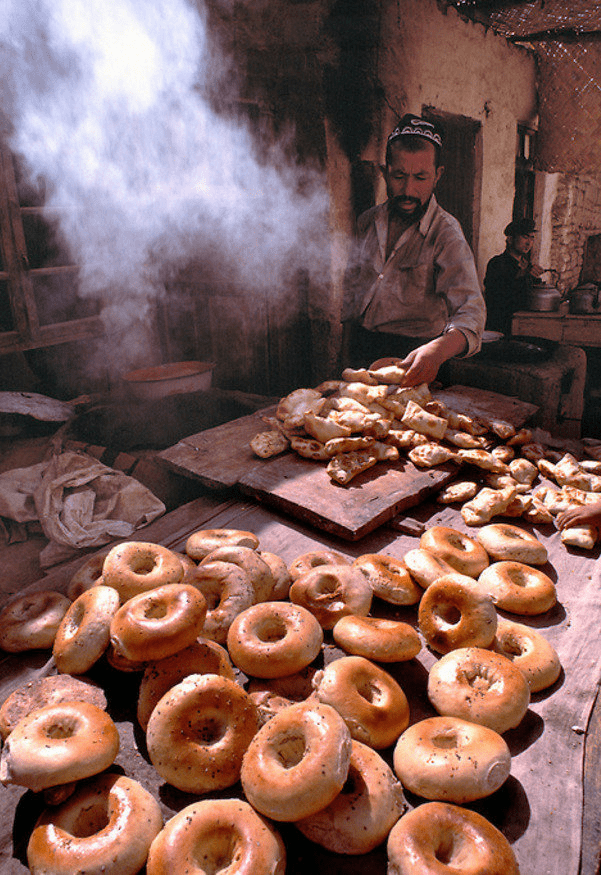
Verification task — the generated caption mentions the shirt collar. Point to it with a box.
[419,194,438,237]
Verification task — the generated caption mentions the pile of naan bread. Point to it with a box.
[250,360,601,549]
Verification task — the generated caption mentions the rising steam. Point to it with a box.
[0,0,326,371]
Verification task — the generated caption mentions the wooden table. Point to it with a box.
[511,310,601,346]
[0,495,601,875]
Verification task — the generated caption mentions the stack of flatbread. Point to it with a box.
[250,364,601,546]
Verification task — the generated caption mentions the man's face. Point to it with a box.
[512,234,534,255]
[383,142,442,219]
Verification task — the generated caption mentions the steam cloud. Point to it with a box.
[0,0,327,373]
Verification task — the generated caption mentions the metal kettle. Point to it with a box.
[527,268,562,313]
[570,283,601,314]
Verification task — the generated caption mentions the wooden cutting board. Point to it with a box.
[234,453,457,541]
[159,386,537,541]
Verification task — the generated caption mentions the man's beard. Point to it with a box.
[388,197,425,224]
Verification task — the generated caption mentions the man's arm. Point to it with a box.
[402,328,468,386]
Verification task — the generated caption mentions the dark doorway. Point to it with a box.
[422,106,482,252]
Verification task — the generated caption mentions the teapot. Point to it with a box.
[527,268,562,312]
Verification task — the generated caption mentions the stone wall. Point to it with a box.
[550,174,601,291]
[358,0,537,277]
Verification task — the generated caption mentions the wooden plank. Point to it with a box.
[157,407,275,489]
[239,453,457,541]
[434,385,538,428]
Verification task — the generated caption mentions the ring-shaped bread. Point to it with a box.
[102,541,184,604]
[190,561,255,644]
[417,572,497,653]
[387,802,520,875]
[0,702,119,790]
[184,529,259,562]
[288,550,351,580]
[259,550,292,601]
[111,583,207,662]
[478,560,557,616]
[198,545,275,602]
[67,547,111,601]
[314,656,409,750]
[428,647,530,734]
[353,553,422,605]
[52,585,119,674]
[240,702,351,822]
[0,589,71,653]
[493,618,561,693]
[477,523,548,565]
[146,799,286,875]
[227,602,323,678]
[332,614,422,662]
[0,674,106,740]
[419,526,488,577]
[403,547,455,589]
[294,739,407,854]
[393,717,511,803]
[146,674,259,794]
[137,638,236,731]
[27,773,163,875]
[289,565,373,629]
[247,665,317,724]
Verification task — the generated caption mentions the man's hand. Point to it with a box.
[400,328,467,386]
[555,501,601,537]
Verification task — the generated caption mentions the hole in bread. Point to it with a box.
[340,763,368,796]
[193,826,238,875]
[437,602,461,626]
[129,555,156,574]
[144,601,167,620]
[461,665,498,693]
[191,715,227,746]
[70,800,109,839]
[507,566,528,587]
[434,833,455,865]
[315,572,340,596]
[500,635,524,659]
[357,678,382,705]
[44,717,78,740]
[445,532,469,550]
[432,729,457,750]
[272,731,306,769]
[255,617,287,644]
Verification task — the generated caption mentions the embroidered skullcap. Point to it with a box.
[388,113,442,148]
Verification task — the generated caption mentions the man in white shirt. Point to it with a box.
[343,115,486,386]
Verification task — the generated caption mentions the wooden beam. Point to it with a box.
[447,0,532,12]
[506,27,601,43]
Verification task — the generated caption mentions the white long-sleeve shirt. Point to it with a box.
[343,195,486,355]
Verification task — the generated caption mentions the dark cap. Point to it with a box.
[388,113,442,148]
[503,219,536,237]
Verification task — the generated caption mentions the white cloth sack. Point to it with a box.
[0,452,165,549]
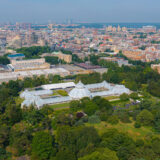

------------------------------------------------

## Your objective:
Could you convert every line of the records above into a numbered list, skipping any blank lines and leaving out the pictures?

## Right answer:
1. Verification task — the generated caption mentions the shirt collar. Point to it with a box.
2. [419,194,438,237]
3. Verification task — the generated caption mentions the pile of naan bread. Point to it with a box.
4. [250,360,601,549]
5. Verification task — the generated caption mentions the rising steam. Point to it with a box.
6. [0,0,326,371]
7. Verification task — the generated caption mentions the wooden table. Point to it with a box.
8. [511,310,601,346]
9. [0,495,601,875]
10. Verification task — the generated caption mentions the stack of flatbread. Point to it with a box.
11. [250,364,601,546]
12. Verification task — the generated caption mentions the man's face. Point to it with a box.
13. [512,234,534,255]
14. [383,142,442,219]
15. Verification task — the generated caption mentions the steam cloud. Point to it with a box.
16. [0,0,327,373]
17. Verification task — the generated caption mentions the metal kettle. Point to it with a box.
18. [527,268,562,313]
19. [570,283,601,314]
20. Verification task — the generated caption mentions the wooden cutting board. Point to it with a box.
21. [234,453,457,541]
22. [159,386,537,541]
23. Verification task — the generated caption mentions the man's beard. Point to it with a box.
24. [388,197,425,224]
25. Verification task — the generated caption mentions the man's arm. Point to it with a box.
26. [402,328,468,386]
27. Verification task — the generated caption mentions the dark doorway. Point to it with a box.
28. [422,106,482,252]
29. Verification task — the generated caption mentions the teapot. Point to it with a box.
30. [527,268,562,312]
31. Verification task — the generated caption mentions the stone wall. Point to it with a box.
32. [550,174,601,291]
33. [358,0,537,277]
34. Verification task — the generated caption mentions the wooden plank. Point to it with a box.
35. [157,407,275,489]
36. [239,453,457,541]
37. [434,385,538,428]
38. Verification task — the generated caption mentions the ring-shaped bread. Point to it with a box.
39. [102,541,184,604]
40. [190,561,255,644]
41. [417,572,497,653]
42. [387,802,520,875]
43. [0,702,119,790]
44. [184,529,259,562]
45. [288,550,351,580]
46. [259,550,292,601]
47. [111,583,207,662]
48. [478,560,557,616]
49. [198,545,275,602]
50. [67,547,111,601]
51. [314,656,409,750]
52. [428,647,530,734]
53. [353,553,422,605]
54. [52,585,119,674]
55. [240,702,351,822]
56. [0,589,71,653]
57. [493,618,561,693]
58. [477,523,548,565]
59. [146,799,286,875]
60. [227,602,323,678]
61. [332,614,422,662]
62. [0,674,106,740]
63. [419,526,488,577]
64. [403,547,455,589]
65. [294,739,407,854]
66. [393,717,511,803]
67. [146,674,259,794]
68. [137,638,236,731]
69. [27,773,163,875]
70. [289,565,373,629]
71. [247,665,317,724]
72. Verification task — the generated caption mentions the man's hand. Point to it with a box.
73. [400,328,467,386]
74. [555,501,601,537]
75. Verification task — the generated caption mentions the hole in bread. Point to it with a box.
76. [340,763,368,796]
77. [193,826,238,875]
78. [437,602,461,626]
79. [129,555,156,574]
80. [144,601,167,620]
81. [461,665,498,693]
82. [191,715,227,746]
83. [70,800,109,839]
84. [507,566,528,587]
85. [434,833,455,865]
86. [315,572,340,596]
87. [500,635,524,659]
88. [357,678,382,705]
89. [44,717,78,740]
90. [445,532,469,550]
91. [432,729,457,750]
92. [272,731,306,769]
93. [255,617,287,644]
94. Verification task — the generated caption mentions the embroidered skullcap. Point to it with a box.
95. [388,113,442,148]
96. Verification task — the generated caption mentions the man in white shirt. Point to it with a box.
97. [343,115,486,386]
98. Verification task — the generated caption mentions the wooden beam. Point to it with a box.
99. [447,0,532,12]
100. [506,27,601,43]
101. Verification task — the generated caption mentions the white long-sleeve shirt. Point to it with a box.
102. [343,195,486,355]
103. Verification task — the generated caption mentions the dark cap. Point to it with a box.
104. [388,113,442,148]
105. [503,219,536,237]
106. Verification task — the generated caption mentions the white cloth sack. Point to it with a box.
107. [0,452,165,549]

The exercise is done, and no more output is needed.